Material for this exercise below:
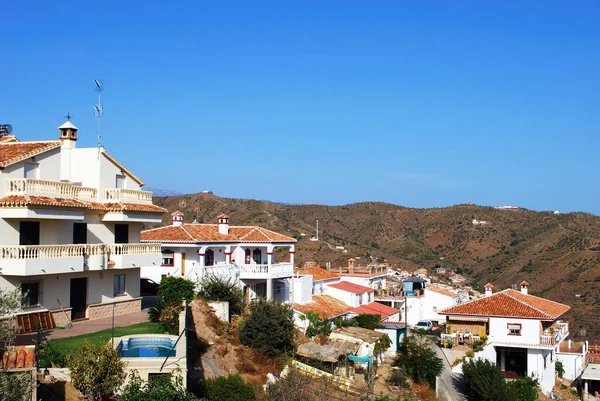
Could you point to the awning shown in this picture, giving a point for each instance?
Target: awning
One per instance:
(468, 319)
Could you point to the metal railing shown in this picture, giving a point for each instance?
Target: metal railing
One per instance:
(127, 195)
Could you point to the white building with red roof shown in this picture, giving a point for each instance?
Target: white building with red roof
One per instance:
(523, 331)
(245, 254)
(70, 223)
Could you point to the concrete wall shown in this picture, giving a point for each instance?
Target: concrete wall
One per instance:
(530, 330)
(573, 363)
(100, 286)
(302, 290)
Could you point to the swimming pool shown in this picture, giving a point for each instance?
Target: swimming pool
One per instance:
End of Material for this exercise.
Select every line in the material above where the string "giving" occurs, and copy it.

Solution for this problem>
Could you point to the awning shown in this picture, giving a point for each instance?
Could you point to the metal railing shown in this picture, giving a point for each instance?
Could you point to the white building with red roof shown in this picture, giving a point for each instance?
Could you point to the concrete wall shown in this picture, giving a point for each instance?
Could you point to the swimming pool shown in this picture, giving a point for each instance?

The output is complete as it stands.